▶ _Entries provided_:

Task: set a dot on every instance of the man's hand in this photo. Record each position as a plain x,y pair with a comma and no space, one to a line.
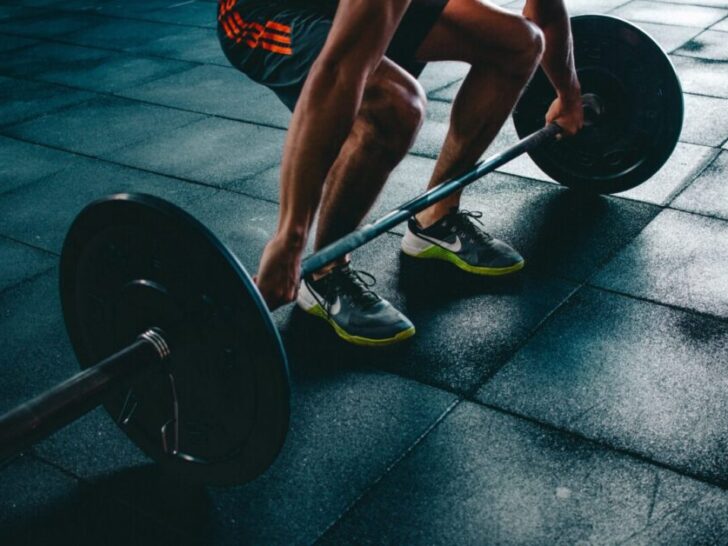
568,114
278,274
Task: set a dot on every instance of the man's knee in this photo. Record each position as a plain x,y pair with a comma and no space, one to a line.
394,110
534,45
523,54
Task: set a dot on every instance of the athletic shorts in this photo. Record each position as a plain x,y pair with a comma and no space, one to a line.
275,42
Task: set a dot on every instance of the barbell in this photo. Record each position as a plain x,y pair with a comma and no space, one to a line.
198,376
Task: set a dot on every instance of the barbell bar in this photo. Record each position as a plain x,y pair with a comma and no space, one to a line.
198,376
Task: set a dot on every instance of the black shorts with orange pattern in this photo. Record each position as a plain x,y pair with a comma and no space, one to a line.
275,42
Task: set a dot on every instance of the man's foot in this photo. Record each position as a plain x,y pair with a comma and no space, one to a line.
343,299
456,238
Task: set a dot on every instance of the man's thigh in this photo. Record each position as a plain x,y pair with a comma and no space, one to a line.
473,31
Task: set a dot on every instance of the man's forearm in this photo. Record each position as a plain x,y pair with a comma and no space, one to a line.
558,58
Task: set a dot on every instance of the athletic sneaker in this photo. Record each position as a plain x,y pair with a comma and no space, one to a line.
457,238
344,299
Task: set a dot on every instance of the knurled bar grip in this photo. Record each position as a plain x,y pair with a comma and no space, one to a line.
367,232
45,414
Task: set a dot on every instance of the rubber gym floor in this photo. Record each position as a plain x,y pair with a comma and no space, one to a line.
583,401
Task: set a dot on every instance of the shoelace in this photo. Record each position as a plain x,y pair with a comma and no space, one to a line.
356,284
463,220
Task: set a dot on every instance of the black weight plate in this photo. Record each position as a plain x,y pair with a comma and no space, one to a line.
131,262
642,104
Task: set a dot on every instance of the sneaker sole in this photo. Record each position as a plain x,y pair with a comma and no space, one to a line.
435,252
318,311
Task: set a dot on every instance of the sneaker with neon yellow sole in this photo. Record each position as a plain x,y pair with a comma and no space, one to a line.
344,299
457,238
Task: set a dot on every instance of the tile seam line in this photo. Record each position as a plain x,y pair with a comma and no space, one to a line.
119,164
718,483
56,39
25,243
599,266
55,10
390,467
510,355
25,281
84,482
684,187
118,95
697,4
687,182
687,211
672,306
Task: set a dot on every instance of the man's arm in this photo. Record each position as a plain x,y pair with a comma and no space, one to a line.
327,107
558,61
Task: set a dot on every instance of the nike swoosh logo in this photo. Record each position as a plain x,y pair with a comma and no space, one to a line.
335,307
455,246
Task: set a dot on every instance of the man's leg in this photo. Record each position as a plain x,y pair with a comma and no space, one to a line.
390,117
503,50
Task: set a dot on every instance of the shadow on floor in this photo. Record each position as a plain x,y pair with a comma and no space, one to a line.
136,506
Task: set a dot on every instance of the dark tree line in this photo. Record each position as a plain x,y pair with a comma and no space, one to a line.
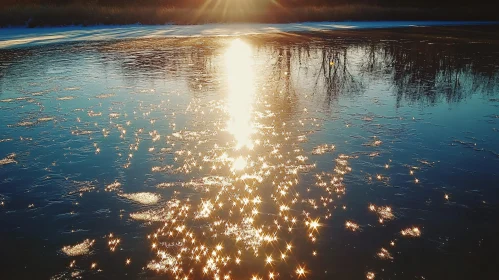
261,3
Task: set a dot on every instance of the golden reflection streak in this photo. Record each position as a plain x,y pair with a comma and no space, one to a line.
241,89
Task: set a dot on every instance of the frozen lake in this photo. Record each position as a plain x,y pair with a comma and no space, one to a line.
353,154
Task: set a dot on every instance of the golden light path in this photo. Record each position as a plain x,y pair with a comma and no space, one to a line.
241,90
253,215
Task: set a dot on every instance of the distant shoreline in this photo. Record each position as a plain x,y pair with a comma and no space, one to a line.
20,37
91,15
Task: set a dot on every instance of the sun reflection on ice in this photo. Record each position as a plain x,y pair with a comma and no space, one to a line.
241,88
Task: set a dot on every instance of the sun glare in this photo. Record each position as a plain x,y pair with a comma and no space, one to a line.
241,87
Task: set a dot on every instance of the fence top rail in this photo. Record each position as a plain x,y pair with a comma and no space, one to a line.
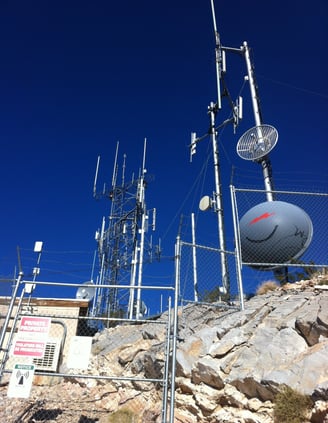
76,285
322,194
205,247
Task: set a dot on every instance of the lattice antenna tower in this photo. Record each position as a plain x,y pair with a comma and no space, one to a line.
122,246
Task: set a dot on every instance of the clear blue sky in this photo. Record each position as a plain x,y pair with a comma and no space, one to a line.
78,76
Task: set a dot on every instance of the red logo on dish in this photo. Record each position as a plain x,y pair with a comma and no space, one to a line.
263,216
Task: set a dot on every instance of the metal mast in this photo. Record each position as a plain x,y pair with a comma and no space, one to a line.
121,243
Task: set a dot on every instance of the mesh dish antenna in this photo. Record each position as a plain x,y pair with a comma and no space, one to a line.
257,142
85,292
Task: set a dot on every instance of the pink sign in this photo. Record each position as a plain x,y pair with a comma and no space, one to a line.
34,327
29,348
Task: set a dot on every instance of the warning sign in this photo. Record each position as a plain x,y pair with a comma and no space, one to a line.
28,348
34,327
21,379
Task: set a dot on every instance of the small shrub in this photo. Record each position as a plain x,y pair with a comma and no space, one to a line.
291,406
123,416
266,287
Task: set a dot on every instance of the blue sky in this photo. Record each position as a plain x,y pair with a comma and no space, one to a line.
76,77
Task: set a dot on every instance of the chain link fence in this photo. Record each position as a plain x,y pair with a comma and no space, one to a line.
201,278
60,364
284,240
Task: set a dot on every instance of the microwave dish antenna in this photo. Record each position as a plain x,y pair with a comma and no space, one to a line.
86,292
257,142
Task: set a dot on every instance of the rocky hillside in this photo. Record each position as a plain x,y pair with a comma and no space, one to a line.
230,365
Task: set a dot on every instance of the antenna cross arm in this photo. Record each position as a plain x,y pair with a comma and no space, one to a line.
233,49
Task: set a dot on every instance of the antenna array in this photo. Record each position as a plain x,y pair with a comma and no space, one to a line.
122,243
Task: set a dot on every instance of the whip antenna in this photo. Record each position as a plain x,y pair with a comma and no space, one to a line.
218,56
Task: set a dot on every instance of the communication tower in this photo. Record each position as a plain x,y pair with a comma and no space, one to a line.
122,244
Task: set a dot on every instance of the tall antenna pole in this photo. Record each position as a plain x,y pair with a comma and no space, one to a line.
265,161
218,56
141,199
218,200
213,135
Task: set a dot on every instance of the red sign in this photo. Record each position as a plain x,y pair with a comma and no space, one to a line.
34,327
33,349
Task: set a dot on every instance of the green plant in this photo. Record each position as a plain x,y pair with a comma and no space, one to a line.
266,287
291,406
123,416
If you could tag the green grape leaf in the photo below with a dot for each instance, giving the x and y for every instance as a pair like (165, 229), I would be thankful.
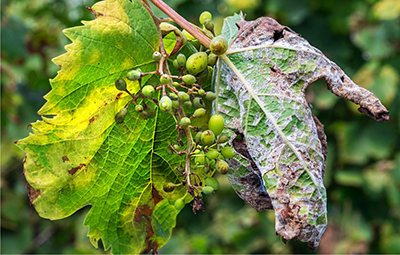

▶ _Problem to work on_: Gather each line of the data above that contains the word "golden", and copy those lines out in full.

▶ _Exercise output_:
Task: set a dot on every instance of the golden reflection streak in this photo. Record each position as a plain x,y pair with a comma and no space, one to a line.
Task: set a dot on every instance of the golden light path in this photo. Record each position as a plain x,y pair with a comma and no space, one to a line.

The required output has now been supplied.